- Provided entries
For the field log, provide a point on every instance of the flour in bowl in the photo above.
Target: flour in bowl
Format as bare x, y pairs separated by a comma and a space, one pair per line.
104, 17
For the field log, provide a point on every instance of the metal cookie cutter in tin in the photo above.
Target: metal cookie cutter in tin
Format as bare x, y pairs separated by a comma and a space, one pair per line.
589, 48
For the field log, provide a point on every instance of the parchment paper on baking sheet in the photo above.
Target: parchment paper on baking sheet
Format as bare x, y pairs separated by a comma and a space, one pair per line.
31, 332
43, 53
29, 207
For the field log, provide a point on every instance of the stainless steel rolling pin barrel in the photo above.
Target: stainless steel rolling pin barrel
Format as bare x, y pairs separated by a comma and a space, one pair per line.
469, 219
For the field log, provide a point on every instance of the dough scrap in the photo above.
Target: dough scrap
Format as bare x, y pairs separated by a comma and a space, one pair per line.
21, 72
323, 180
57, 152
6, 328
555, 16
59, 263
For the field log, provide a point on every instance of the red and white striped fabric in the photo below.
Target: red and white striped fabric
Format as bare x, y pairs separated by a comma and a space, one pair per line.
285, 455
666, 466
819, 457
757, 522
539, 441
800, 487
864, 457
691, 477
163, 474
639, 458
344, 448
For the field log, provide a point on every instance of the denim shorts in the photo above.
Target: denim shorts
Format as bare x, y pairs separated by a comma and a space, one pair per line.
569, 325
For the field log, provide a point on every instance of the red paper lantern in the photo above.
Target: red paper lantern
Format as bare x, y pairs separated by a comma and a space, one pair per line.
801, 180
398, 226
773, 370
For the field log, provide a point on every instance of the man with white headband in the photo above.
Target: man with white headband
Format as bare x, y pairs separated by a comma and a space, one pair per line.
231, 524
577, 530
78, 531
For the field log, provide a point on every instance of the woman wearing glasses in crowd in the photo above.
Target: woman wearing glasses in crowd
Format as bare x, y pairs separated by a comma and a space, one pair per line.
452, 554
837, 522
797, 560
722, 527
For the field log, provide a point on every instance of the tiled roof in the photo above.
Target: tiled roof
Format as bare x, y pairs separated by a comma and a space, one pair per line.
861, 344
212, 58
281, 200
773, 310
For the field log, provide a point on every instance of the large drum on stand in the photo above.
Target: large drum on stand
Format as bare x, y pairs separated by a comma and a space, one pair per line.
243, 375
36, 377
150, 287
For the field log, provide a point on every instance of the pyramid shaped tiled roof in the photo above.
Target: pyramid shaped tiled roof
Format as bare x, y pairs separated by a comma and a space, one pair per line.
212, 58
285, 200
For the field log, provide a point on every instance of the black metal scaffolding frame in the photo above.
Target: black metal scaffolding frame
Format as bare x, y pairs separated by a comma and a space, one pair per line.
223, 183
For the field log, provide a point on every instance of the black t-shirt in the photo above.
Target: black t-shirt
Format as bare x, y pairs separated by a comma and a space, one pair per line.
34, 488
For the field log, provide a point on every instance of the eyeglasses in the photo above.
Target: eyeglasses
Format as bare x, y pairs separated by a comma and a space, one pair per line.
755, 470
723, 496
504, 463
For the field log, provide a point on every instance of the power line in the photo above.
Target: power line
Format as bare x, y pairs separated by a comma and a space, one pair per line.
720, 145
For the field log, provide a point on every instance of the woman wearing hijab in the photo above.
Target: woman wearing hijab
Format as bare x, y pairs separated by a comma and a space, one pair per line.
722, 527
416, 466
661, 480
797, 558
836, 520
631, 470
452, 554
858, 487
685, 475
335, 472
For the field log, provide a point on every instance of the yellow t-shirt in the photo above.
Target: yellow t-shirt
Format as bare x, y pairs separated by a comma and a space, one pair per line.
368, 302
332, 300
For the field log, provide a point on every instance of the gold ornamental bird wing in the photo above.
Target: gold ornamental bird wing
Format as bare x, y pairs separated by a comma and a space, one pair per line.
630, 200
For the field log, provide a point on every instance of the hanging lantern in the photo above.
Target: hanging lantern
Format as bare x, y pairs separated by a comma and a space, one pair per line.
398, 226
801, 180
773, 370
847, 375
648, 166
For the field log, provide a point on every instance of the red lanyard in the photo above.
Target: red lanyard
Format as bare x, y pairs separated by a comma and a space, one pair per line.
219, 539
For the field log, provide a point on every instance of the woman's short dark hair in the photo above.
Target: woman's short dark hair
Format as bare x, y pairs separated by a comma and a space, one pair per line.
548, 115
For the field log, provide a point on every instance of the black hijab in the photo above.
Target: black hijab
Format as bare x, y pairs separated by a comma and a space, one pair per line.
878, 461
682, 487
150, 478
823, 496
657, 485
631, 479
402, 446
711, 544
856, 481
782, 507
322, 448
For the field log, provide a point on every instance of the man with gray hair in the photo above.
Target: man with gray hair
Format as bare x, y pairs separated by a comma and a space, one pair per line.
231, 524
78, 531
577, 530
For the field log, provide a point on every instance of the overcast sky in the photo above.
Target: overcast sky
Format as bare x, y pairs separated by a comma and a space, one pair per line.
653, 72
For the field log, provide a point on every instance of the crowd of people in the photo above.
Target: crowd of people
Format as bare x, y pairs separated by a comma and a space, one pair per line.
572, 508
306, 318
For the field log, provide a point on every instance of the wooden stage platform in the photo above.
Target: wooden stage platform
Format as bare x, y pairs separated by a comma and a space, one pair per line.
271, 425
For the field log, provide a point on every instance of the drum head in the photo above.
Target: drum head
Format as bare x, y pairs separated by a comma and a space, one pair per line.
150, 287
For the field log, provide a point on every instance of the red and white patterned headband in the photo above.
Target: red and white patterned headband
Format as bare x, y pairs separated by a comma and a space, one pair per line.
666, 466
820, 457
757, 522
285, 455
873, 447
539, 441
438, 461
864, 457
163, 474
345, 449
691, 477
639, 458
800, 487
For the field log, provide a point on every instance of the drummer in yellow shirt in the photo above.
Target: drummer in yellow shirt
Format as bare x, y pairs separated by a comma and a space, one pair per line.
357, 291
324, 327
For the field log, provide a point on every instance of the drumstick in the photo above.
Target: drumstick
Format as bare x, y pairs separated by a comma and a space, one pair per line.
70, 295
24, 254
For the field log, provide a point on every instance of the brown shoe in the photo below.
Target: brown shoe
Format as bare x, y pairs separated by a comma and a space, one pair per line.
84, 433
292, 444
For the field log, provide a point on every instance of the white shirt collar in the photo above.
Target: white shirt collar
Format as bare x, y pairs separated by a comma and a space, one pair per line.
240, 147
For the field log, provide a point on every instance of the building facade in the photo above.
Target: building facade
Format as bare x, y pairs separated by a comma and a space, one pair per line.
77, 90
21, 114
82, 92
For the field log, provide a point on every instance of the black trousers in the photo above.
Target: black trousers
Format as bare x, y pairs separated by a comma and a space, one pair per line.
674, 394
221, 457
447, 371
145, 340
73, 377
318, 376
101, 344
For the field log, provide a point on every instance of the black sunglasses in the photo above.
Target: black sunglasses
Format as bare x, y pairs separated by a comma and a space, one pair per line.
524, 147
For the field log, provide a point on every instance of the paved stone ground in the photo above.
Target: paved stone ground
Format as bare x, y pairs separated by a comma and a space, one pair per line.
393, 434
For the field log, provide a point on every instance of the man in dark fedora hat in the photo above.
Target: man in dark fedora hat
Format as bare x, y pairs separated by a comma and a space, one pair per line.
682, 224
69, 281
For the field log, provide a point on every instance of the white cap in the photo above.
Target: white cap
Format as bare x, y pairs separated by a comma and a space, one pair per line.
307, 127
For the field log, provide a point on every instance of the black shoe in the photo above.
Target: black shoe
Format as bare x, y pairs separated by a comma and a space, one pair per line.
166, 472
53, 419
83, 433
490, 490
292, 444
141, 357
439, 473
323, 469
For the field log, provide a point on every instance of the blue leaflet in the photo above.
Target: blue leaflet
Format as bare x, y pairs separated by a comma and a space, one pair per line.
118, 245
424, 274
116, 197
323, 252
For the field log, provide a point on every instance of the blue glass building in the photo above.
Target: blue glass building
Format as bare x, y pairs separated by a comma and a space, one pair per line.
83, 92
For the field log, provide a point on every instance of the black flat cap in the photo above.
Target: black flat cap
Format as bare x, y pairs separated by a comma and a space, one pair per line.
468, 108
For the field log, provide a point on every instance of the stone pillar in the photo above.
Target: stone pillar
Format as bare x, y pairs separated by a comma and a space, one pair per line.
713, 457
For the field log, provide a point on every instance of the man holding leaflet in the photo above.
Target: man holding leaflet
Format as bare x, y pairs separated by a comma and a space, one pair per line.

- What is expected
Return exactly the lines from the one containing "flat cap in the photo above." to the last line of the data, and nothing more.

- The reply
For the field log, provide a point on every instance of the black flat cap in the photo above.
Target: black flat cap
Format as bare x, y pairs separated by a comma and a space, one pair per line.
468, 108
For the field log, provide a point on every instance of the stone pillar in the photo above.
Target: stone pillar
Format as bare x, y pairs separated by a comma and a space, one pair per line.
713, 457
For the field log, provide a point on every instance of the man holding leaflet in the photo above.
Target: man holding leaflet
Format as bare x, y pairs separated by a comma and a space, one pair per line.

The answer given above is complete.